▼
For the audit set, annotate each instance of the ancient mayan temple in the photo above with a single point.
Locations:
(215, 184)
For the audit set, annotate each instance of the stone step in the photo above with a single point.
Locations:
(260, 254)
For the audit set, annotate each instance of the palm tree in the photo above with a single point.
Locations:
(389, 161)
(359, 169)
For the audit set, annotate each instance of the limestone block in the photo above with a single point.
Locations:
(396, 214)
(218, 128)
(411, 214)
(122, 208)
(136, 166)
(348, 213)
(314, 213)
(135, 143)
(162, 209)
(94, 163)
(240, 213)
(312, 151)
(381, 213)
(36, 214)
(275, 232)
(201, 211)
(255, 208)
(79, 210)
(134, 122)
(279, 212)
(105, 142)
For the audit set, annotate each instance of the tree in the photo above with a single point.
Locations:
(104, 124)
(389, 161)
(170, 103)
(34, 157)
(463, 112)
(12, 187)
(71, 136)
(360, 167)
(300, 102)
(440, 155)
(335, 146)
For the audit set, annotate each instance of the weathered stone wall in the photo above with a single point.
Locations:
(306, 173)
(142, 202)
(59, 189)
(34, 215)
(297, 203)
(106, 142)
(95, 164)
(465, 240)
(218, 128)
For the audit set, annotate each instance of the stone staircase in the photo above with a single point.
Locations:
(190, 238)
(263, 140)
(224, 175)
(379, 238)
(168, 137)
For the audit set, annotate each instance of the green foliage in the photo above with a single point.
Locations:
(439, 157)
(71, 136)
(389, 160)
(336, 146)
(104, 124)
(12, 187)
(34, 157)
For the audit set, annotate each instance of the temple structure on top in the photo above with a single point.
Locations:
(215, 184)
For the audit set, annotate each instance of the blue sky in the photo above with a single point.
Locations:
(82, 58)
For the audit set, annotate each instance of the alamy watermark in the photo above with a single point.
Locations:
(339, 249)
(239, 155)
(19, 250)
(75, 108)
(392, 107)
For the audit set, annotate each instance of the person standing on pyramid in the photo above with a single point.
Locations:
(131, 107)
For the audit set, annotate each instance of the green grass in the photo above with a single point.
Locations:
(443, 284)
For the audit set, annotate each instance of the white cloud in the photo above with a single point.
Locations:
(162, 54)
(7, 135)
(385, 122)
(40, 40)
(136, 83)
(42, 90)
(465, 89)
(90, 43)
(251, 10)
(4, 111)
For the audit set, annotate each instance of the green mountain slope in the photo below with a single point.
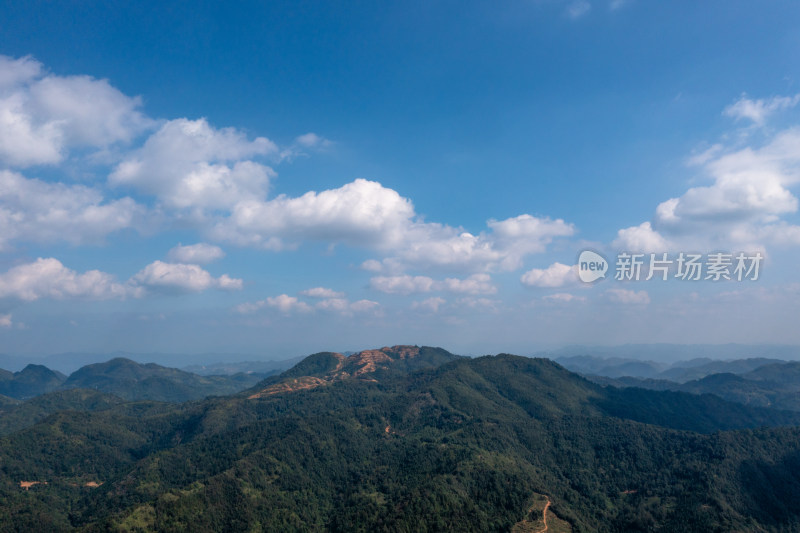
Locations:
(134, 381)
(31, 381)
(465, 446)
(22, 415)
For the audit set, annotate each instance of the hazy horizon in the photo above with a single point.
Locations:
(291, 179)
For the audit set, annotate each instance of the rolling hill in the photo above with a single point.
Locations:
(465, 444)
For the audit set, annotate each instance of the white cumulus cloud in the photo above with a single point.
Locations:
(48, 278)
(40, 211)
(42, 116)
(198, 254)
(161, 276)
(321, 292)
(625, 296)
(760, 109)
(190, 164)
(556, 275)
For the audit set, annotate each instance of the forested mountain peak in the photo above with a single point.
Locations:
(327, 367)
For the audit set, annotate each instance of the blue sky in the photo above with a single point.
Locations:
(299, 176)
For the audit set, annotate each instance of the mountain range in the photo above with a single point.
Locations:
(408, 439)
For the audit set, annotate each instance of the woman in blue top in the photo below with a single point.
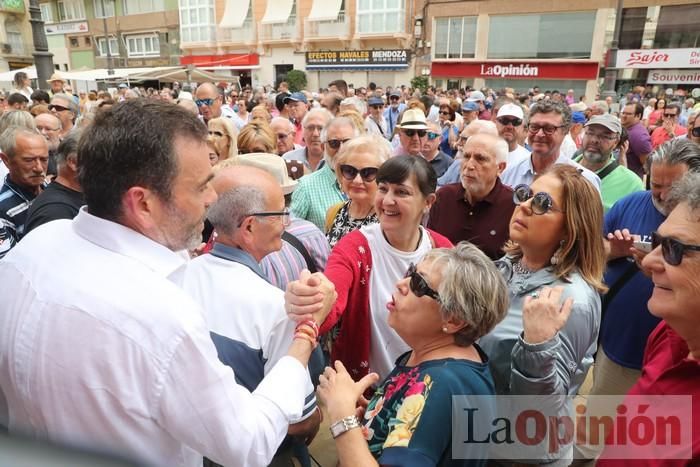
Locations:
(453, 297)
▲
__Action item__:
Your task is to copy every line of the entries that contains the string "tree".

__Result of this exercise__:
For the audit set, annotate each instance of the palm tree in the photo above with a single point.
For the audit set, annotate each instance of the tree in the photo above with a single point.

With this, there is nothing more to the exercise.